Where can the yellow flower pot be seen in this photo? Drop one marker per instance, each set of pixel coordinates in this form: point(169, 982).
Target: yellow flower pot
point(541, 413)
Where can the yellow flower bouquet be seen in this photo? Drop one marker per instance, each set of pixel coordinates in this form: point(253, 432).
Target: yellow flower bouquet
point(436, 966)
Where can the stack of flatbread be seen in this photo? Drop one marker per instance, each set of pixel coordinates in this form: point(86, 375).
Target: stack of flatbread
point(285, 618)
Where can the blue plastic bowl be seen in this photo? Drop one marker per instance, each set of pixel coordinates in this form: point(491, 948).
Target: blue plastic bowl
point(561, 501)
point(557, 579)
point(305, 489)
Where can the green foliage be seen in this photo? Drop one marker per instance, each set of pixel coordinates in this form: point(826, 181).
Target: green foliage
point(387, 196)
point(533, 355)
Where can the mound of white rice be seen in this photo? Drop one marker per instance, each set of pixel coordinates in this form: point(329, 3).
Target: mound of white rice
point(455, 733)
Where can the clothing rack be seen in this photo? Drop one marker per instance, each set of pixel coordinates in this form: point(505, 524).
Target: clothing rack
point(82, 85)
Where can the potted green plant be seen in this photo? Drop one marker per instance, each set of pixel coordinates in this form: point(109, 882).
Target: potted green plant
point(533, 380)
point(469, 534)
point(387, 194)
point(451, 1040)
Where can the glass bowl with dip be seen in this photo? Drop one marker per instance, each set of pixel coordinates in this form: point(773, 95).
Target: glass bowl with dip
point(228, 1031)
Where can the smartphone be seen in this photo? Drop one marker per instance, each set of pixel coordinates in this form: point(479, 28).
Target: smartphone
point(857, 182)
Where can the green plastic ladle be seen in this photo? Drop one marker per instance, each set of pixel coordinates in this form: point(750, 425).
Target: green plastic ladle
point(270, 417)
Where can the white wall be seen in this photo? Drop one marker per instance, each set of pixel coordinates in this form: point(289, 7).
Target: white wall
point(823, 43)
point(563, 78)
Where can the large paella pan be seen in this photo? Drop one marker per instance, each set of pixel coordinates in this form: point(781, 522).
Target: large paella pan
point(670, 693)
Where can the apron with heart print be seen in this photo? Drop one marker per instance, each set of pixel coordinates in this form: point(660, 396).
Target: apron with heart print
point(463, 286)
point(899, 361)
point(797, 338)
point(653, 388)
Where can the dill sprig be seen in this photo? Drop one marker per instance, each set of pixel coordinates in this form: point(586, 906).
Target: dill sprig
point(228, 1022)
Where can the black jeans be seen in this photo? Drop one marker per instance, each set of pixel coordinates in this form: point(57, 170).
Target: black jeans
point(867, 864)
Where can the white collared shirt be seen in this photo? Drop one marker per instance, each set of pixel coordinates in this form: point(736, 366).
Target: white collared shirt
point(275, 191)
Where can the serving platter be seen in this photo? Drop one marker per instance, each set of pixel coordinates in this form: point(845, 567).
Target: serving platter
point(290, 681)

********

Extract the listing in its entirety, matching it exactly.

_Written answer:_
Where can the yellow flower pot be seen in this photo? Drop one marker per instance, each set of pixel coordinates in this form: point(169, 982).
Target: yellow flower pot
point(541, 413)
Where can the yellow flower bouquet be seen in this photo? Drop one marker per instance, each set of pixel coordinates in this form: point(253, 432).
Target: yellow flower bouquet
point(436, 966)
Where can the stack of flatbread be seen in this photo? Drop one marker per instance, each set of pixel coordinates in this form: point(86, 375).
Target: stack of flatbread
point(285, 618)
Where can the blue plastic bowl be seen in this photo? Drop one marker per instance, each set of pixel coordinates in this form: point(491, 948).
Target: blue plastic bowl
point(561, 501)
point(557, 579)
point(305, 489)
Where can the green foliage be seen in this photo? Drop one marker per instance, each set of pixel coordinates in this form: point(826, 181).
Target: green foliage
point(387, 196)
point(533, 355)
Where can the mound of white rice be seen in this photo? Drop one marker per instance, each set of pixel coordinates in this form: point(329, 3).
Target: mound of white rice
point(455, 733)
Where can the clothing rack be seen in this photo? Drop one marker per instance, each set of pixel coordinates in this form: point(505, 524).
Target: clothing rack
point(82, 85)
Where can the potted green plant be seen in this photo? Drop one marker per instance, each set of pixel coordinates in this form: point(109, 882).
Target: potted green plant
point(533, 380)
point(469, 534)
point(387, 194)
point(451, 1040)
Where can the glass bowl with dip be seen in this photo? Drop one marker per instance, each set of pixel coordinates in this form: point(773, 95).
Target: glass bowl with dip
point(228, 1031)
Where can the smartphone be seen in this photo? Drop one marker per instance, each set of pixel coordinates in this form: point(479, 28).
Target: smartphone
point(857, 182)
Where can the green plastic ladle be seen in this photo? Drop one marker per instance, each set of pixel coordinates in this form: point(750, 425).
Target: green plastic ladle
point(270, 417)
Where can the white wall be seen in this photo? Drop one marker per instance, each set of pixel coordinates in this form: point(289, 7).
Target: white wall
point(823, 43)
point(563, 78)
Where can the large paella pan be seen in this photo? Drop one marker per instance, each set of pixel coordinates in this form: point(781, 522).
Target: large paella pan
point(670, 693)
Where can the apron with heart print be seen in this photo? Drop one marker per instance, each set of pixel coordinates in this form: point(660, 396).
Target: apron with heart print
point(463, 286)
point(899, 361)
point(797, 338)
point(653, 388)
Where can the dill sprig be seen in this photo? Drop one marker per instance, each set of pixel coordinates in this form: point(586, 906).
Target: dill sprig
point(228, 1022)
Where can the black jeans be seen in this photo? Drop one marker per instance, each set of pixel coordinates in this form: point(57, 170).
Target: black jeans
point(867, 864)
Where can the white collared shirt be seen in this photo? Drop one marker per instance, each set of pixel coordinates in this form: point(736, 366).
Target: white collared shirt
point(275, 191)
Where can the serving platter be seen in this photo? Drop one marker per instance, each set of pixel coordinates in this form: point(845, 567).
Target: serving platter
point(290, 681)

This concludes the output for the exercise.